== Set task A ==
In the entries below, can you switch "position" to "location" in the stretch from the line containing "Locate every instance of the skewer" through the line containing "(321, 1124)", changing nothing else, and return only those lines?

In this series of lectures we’re going to see if we can predict which movies will bring in more money. Predicting movie revenues is known to be a very difficult problem, as some movies vastly outperform expectations, while other (very expensive) movies flop badly. Unlike other areas of the economy, it’s not always easy to know which characteristics of movies are associated with higher gross revenues. Nevertheless, we shall persist!
It’s typical for an investor group to have a model to understand the range of performance for a given movie. Investors want to know what range of return they might expect for an investment in a given movie. We’ll try and get started on just such a model.
mv<-read_rds("mv.Rds")%>%
filter(!is.na(budget))
glimpse(mv)
## Rows: 3,191
## Columns: 20
## $ title <chr> "Almost Famous", "American Psycho", "Gladiator", "Requie…
## $ rating <chr> "R", "R", "R", "Unrated", "R", "PG-13", "R", "PG-13", "P…
## $ genre <chr> "Adventure", "Comedy", "Action", "Drama", "Mystery", "Ad…
## $ year <dbl> 2000, 2000, 2000, 2000, 2000, 2000, 2000, 2000, 2000, 20…
## $ released <chr> "September 22, 2000 (United States)", "April 14, 2000 (U…
## $ score <dbl> 7.9, 7.6, 8.5, 8.3, 8.4, 7.8, 6.2, 6.4, 5.7, 7.4, 6.4, 7…
## $ votes <dbl> 260000, 514000, 1400000, 786000, 1200000, 542000, 238000…
## $ director <chr> "Cameron Crowe", "Mary Harron", "Ridley Scott", "Darren …
## $ writer <chr> "Cameron Crowe", "Bret Easton Ellis", "David Franzoni", …
## $ star <chr> "Billy Crudup", "Christian Bale", "Russell Crowe", "Elle…
## $ country <chr> "United States", "United States", "United States", "Unit…
## $ budget <dbl> 93289619, 10883789, 160147179, 6996721, 13993443, 139934…
## $ gross <dbl> 73677478, 53278578, 723586629, 11490339, 62266278, 66800…
## $ company <chr> "Columbia Pictures", "Am Psycho Productions", "Dreamwork…
## $ runtime <dbl> 122, 101, 155, 102, 113, 143, 88, 130, 100, 104, 130, 16…
## $ id <dbl> 877, 64, 1163, 2050, 52, 3795, 5544, 9301, 1093, 101, 68…
## $ imdb_id <chr> "0181875", "0144084", "0172495", "0180093", "0209144", "…
## $ bechdel_score <dbl> 3, 3, 0, 3, 1, 2, 3, 2, 3, 1, 2, 3, 3, 0, NA, NA, 1, NA,…
## $ boxoffice_a <dbl> 50586063, 23431686, 291849463, 5652546, 39717849, 363257…
## $ language <chr> "English, French", "English, Spanish, Cantonese", "Engli…
This data comes from the Internet Movie Data Based, with contributions from several other sources.

== Data shown ==
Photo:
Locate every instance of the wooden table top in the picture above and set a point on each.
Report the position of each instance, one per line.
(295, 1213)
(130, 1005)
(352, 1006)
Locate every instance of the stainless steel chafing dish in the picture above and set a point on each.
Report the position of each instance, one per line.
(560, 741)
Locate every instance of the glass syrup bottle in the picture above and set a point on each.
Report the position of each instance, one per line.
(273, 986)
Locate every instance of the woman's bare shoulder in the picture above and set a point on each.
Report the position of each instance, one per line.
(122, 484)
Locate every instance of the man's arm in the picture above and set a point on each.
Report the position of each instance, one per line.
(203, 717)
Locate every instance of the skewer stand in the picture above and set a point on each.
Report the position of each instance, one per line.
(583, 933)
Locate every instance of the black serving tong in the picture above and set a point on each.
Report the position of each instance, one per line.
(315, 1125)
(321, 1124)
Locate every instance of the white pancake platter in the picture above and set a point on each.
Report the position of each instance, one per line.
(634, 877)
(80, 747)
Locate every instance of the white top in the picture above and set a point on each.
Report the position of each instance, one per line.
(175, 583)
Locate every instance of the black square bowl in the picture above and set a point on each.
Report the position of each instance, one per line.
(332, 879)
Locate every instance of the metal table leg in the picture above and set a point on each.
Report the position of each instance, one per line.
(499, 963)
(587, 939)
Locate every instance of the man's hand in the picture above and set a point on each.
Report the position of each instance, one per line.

== Set task B ==
Can you retype the stretch of the movie revenue passage above from "It’s typical for" through "glimpse(mv)" word for word?

== Final result A ==
Locate every instance of the skewer stand in the picture above and set a point on each.
Report the location of each instance, one per line.
(583, 933)
Locate every instance of the black serving tong in the picture above and set a point on each.
Report the location of each instance, one per line.
(315, 1125)
(321, 1124)

== Final result B ==
It’s typical for an investor group to have a model to understand the range of performance for a given movie. Investors want to know what range of return they might expect for an investment in a given movie. We’ll try and get started on just such a model.
mv<-read_rds("mv.Rds")%>%
filter(!is.na(budget))
glimpse(mv)